▶ [POTONGAN TEKS]
■ ■ ■

APA BUKTI BAKTIMU KEPADA ORANG TUA?
Akhlak mulia sesama manusia dimulai dengan birul walidain. Karena kedua orang tua lebih berhak dibanding dengan sesama manusia. Keduanya sangat dituntut untuk dimuliakan disikapi dengan akhlak yang mulia. Bagaimana tidak sedangkan Allah sendiri meletakkan beriringan dengan kalimat tauhid.

 وَقَضَى رَبُّكَ أَلاَّ تَعْبُدُواْ إِلاَّ إِيَّاهُ وَبِالْوَالِدَيْنِ إِحْسَانًا

Dan Tuhanmu telah memerintahkan supaya kamu jangan menyembah selain Dia dan hendaklah kamu berbuat baik pada ibu bapakmu dengan sebaik-baiknya.” (Al-Isra: 23)

قُلْ تَعَالَوْاْ أَتْلُ مَا حَرَّمَ رَبُّكُمْ عَلَيْكُمْ أَلاَّ تُشْرِكُواْ بِهِ شَيْئًا وَبِالْوَالِدَيْنِ إِحْسَانًا

Katakanlah: "Marilah kubacakan apa yang diharamkan atas kamu oleh Tuhanmu yaitu: janganlah kamu mempersekutukan sesuatu dengan Dia, berbuat baiklah terhadap kedua orang ibu bapak.” (Al-An’am: 151)

وَاعْبُدُواْ اللّهَ وَلاَ تُشْرِكُواْ بِهِ شَيْئًا وَبِالْوَالِدَيْنِ إِحْسَانًا

Sembahlah Allah dan janganlah kamu mempersekutukan-Nya dengan sesuatupun. Dan berbuat baiklah kepada dua orang ibu-bapak.” (An-Nisa: 36)

أَنِ اشْكُرْ لِي وَلِوَالِدَيْكَ إِلَيَّ الْمَصِيرُ

Bersyukurlah kepadaKu dan kepada dua orang ibu bapakmu, hanya kepada-Kulah kembalimu.” (Luqman: 14) Masih banyak ayat semakna seperti di atas. Ada juga dalam hadits Bukhari dalam Al-Adabul Mufrad dalam banyak bab yang menyinggung masalah birrul walidain bagaimana memperlakukan kedua orang tua dengan pergaulan yang baik, sopan santun, tutur kata yang baik, berlaku lembut, dan seterusnya. Memang orang tua mempunyai hak lebih untuk dipergauli dengan adab dan akhlak yang mulia dibanding manusia yang lain. Hal ini ditunjukkan dalam hadits:

عَنْ عَبْدُ اللَّهُ بْنِ مَسْعُوْدٍ أَنَّهُ قَالَ سَأَلْتُ النَّبِيَّ صَلَّى اللَّهُ عَلَيْهِ وَسَلَّمَ أَيُّ الْعَمَلِ أَحَبُّ إِلَى اللَّهِ قَالَ الصَّلَاةُ عَلَى وَقْتِهَا قَالَ ثُمَّ أَيٌّ قَالَ ثُمَّ بِرُّ الْوَالِدَيْنِ قَالَ ثُمَّ أَيٌّ قَالَ الْجِهَادُ فِي سَبِيلِ اللَّهِ قَالَ حَدَّثَنِي بِهِنَّ وَلَوْ اسْتَزَدْتُهُ لَزَادَنِي. (رواه البخاري).

■ ■ ■

▶ [MATERI YANG DITAMPILKAN]
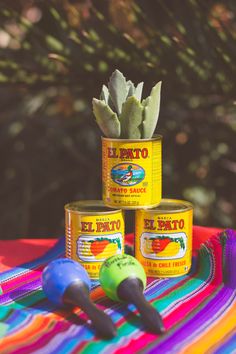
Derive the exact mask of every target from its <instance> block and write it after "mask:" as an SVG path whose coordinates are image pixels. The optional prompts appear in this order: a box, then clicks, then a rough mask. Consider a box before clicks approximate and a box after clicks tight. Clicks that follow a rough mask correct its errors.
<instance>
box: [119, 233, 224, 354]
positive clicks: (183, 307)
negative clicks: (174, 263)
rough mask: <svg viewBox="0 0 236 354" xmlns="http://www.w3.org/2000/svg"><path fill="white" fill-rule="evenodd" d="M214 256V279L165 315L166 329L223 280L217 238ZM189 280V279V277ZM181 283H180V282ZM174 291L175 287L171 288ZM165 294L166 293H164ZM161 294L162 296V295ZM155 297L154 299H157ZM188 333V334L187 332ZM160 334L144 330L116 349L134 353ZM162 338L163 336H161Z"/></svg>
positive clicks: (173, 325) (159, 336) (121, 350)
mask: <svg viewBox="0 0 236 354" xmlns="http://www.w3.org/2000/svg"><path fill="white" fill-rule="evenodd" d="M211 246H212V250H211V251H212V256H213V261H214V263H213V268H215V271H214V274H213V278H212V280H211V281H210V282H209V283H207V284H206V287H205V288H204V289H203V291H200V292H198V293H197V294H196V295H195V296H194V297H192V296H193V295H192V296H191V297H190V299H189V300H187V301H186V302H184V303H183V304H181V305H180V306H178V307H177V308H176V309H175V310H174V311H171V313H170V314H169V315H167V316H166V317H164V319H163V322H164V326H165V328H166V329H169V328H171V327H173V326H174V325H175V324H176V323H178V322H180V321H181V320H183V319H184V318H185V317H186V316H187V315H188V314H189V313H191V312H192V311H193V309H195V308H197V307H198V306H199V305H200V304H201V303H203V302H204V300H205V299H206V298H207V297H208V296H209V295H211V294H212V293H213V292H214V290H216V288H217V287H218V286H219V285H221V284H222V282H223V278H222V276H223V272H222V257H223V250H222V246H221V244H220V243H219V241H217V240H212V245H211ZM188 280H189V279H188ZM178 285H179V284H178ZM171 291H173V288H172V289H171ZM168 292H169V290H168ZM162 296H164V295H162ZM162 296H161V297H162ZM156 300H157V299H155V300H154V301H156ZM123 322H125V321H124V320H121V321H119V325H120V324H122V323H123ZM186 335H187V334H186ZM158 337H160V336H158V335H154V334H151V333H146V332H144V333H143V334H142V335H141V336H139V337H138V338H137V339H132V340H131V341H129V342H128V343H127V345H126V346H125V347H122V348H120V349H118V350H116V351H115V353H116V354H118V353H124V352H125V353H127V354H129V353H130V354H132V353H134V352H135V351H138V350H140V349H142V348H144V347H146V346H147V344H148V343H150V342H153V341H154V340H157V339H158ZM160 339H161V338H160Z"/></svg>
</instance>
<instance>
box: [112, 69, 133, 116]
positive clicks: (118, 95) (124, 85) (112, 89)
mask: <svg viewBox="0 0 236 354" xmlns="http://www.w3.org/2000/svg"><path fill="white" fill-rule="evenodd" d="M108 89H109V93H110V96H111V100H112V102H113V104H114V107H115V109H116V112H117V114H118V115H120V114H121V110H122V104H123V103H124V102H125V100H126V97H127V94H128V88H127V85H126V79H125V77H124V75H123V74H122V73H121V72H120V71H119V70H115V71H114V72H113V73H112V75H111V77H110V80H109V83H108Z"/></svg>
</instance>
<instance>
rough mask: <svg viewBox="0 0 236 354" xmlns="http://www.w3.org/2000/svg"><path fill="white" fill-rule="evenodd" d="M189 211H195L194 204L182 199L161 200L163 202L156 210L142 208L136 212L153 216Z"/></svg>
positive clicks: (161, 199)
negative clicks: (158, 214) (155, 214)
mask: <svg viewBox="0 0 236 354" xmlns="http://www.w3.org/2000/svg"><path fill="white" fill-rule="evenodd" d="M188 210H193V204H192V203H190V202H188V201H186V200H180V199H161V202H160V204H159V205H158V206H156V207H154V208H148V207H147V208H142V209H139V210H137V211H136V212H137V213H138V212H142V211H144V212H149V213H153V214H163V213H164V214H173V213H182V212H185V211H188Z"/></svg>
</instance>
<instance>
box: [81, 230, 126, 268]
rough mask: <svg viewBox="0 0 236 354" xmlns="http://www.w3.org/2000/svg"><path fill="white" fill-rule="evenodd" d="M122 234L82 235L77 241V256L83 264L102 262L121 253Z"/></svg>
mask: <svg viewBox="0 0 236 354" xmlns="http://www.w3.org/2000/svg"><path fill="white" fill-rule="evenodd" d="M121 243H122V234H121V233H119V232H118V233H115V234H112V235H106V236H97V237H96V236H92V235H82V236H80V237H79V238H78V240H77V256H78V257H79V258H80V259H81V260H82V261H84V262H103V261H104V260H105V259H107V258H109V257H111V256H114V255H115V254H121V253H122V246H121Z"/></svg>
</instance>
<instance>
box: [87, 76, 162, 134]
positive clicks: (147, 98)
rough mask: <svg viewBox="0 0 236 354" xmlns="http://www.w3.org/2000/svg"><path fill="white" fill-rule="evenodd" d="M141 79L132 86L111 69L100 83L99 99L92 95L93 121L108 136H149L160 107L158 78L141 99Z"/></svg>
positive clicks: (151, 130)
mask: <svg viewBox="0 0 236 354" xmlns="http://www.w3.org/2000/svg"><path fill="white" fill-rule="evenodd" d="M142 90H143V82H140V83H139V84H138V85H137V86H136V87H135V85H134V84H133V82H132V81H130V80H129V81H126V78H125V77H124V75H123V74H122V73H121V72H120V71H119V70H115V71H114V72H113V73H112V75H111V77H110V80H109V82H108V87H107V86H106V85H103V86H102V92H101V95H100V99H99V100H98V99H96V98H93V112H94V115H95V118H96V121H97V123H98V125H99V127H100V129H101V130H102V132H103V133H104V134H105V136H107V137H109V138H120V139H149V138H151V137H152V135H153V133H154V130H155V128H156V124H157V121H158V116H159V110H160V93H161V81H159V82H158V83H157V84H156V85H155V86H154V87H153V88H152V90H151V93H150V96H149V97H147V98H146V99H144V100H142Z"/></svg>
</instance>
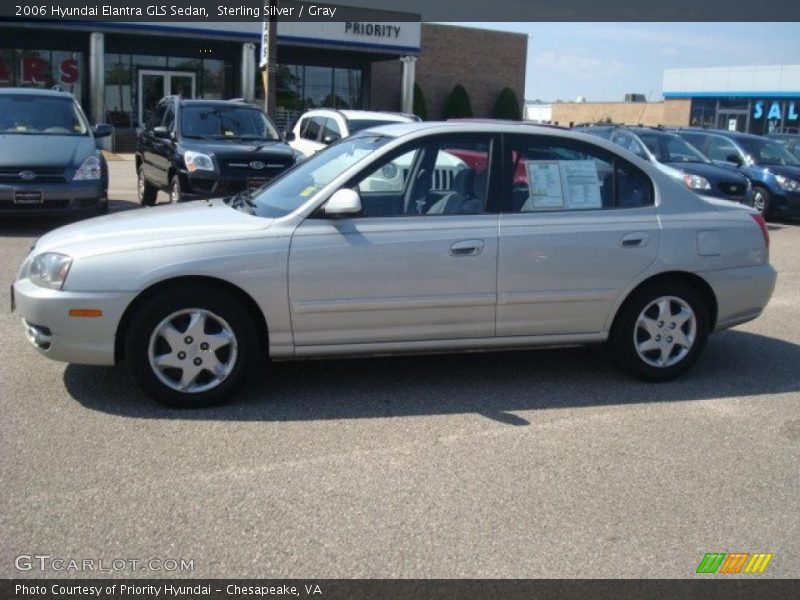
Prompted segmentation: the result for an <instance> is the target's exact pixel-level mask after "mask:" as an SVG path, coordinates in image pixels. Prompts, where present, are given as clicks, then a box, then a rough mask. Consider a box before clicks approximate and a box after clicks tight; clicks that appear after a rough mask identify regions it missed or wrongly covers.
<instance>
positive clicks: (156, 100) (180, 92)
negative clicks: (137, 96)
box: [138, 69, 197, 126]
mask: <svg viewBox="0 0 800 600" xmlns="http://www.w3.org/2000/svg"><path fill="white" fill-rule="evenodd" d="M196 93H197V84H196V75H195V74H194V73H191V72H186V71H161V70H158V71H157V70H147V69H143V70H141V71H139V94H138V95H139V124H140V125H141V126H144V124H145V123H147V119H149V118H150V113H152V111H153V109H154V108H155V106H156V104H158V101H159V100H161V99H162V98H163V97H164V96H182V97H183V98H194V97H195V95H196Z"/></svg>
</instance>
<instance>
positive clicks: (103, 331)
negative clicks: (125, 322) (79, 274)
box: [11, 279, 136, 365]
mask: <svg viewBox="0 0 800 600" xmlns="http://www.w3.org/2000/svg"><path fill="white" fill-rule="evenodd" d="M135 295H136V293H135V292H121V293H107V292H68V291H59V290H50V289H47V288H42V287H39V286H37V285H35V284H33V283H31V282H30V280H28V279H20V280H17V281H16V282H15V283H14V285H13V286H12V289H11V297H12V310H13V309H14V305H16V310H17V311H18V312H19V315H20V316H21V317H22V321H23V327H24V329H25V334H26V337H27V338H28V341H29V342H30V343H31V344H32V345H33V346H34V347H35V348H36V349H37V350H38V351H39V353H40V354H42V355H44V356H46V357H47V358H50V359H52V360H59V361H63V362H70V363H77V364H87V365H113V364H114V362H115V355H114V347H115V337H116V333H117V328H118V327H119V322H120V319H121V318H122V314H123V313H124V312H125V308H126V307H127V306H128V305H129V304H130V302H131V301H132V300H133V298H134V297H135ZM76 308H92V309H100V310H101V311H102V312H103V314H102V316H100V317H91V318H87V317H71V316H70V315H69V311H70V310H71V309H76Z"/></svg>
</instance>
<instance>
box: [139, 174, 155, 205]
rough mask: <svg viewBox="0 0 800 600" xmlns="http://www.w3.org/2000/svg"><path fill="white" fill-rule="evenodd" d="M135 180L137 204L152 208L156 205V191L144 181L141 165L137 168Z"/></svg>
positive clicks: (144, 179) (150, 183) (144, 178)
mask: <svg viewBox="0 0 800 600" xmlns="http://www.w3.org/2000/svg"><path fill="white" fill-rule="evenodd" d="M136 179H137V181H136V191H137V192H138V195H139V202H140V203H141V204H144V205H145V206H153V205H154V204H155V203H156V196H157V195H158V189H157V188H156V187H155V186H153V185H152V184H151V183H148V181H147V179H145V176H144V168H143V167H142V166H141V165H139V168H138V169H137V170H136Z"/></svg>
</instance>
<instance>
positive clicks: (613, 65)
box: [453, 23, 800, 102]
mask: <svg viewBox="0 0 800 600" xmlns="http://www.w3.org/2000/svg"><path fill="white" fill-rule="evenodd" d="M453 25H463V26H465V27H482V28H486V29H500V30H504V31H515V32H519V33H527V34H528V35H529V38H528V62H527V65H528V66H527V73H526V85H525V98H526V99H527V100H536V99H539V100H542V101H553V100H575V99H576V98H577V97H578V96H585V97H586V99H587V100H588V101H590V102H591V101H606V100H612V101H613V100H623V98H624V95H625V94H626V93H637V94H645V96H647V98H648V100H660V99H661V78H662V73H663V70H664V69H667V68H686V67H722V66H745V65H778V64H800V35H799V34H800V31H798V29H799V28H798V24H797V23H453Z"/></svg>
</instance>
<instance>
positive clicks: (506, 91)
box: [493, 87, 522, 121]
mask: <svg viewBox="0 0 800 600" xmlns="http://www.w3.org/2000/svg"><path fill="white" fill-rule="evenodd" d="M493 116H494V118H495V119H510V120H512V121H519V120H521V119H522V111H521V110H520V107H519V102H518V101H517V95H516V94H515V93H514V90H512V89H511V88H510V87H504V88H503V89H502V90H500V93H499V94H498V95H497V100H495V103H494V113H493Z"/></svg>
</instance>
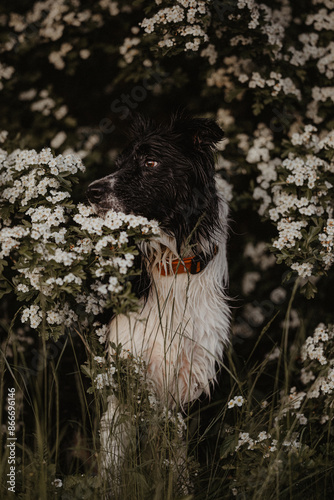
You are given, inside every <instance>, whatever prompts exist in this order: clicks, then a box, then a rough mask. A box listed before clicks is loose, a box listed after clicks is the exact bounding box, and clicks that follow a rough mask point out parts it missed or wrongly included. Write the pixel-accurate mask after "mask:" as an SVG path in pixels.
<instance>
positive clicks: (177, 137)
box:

■ ■ ■

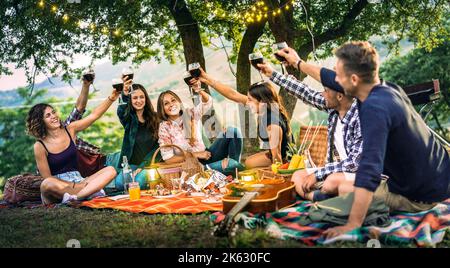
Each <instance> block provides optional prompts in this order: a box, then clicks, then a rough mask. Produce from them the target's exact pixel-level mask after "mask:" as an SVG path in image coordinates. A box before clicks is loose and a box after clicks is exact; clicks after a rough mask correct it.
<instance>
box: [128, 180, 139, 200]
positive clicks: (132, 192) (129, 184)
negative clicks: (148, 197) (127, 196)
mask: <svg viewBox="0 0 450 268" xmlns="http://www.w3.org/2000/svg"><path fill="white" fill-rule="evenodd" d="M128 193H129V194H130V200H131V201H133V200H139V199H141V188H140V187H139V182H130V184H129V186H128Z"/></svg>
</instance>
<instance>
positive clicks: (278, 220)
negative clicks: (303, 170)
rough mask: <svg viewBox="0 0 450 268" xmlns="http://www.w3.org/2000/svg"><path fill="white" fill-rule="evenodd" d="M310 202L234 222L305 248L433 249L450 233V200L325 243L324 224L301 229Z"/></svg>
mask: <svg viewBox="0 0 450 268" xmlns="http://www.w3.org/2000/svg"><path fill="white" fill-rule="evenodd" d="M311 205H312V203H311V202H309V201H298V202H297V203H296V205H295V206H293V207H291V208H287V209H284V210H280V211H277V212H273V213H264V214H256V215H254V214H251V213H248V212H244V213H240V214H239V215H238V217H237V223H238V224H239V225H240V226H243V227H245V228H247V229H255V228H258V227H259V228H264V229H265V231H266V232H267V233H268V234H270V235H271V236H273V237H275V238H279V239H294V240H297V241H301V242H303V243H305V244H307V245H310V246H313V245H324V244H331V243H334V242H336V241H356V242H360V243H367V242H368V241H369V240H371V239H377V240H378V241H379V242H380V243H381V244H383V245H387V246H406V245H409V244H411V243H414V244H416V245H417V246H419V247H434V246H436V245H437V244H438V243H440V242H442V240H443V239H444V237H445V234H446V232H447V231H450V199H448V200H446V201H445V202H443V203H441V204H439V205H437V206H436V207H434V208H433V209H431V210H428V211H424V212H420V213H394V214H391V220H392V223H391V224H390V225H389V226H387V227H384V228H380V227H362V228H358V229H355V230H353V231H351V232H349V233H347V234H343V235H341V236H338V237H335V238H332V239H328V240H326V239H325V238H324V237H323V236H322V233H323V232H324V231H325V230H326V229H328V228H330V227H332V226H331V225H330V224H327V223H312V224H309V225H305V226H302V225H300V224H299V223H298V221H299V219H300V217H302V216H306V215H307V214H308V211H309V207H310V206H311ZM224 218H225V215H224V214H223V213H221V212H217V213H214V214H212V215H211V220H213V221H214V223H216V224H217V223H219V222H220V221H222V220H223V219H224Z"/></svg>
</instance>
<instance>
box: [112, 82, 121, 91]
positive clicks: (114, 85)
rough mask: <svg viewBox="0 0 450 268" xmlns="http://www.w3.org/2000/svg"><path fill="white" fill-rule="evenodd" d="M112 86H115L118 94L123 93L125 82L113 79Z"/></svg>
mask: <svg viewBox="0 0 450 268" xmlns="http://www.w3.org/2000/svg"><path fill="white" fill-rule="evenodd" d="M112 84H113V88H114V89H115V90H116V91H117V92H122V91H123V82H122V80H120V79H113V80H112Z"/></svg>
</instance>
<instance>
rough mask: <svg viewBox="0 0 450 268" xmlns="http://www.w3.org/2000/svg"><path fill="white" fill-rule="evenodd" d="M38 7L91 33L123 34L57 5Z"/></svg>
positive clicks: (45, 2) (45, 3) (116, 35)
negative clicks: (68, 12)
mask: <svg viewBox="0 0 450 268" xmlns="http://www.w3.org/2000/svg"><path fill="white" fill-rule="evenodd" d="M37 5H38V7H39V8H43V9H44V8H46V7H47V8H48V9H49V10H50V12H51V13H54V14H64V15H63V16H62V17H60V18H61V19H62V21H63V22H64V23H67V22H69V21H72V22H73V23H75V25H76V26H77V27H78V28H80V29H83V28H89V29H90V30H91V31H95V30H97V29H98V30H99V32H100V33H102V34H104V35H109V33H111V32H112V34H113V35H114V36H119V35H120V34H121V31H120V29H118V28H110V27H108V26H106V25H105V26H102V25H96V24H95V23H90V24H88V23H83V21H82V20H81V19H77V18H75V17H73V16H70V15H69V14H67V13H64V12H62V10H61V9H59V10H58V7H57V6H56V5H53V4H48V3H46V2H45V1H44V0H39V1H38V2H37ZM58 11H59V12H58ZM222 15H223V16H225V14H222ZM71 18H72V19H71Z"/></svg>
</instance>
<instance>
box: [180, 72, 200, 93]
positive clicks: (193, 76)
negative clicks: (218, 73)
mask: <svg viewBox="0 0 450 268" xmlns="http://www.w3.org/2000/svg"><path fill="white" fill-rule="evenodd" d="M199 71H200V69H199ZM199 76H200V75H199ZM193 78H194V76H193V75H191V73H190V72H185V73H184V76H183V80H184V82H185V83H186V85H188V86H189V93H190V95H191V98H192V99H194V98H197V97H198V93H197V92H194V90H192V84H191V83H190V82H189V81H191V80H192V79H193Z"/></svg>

■ ■ ■

▶ [SOAL]
Tuliskan kembali seluruh bagian teks tentang bakti kepada orang tua, mulai dari "APA BUKTI BAKTIMU" terus hingga "beriringan dengan kalimat tauhid.", tanpa mengubah apa pun. Materi tersebut sama sekali tidak digunakan di sini.

▶ [JAWABAN]
APA BUKTI BAKTIMU KEPADA ORANG TUA?
Akhlak mulia sesama manusia dimulai dengan birul walidain. Karena kedua orang tua lebih berhak dibanding dengan sesama manusia. Keduanya sangat dituntut untuk dimuliakan disikapi dengan akhlak yang mulia. Bagaimana tidak sedangkan Allah sendiri meletakkan beriringan dengan kalimat tauhid.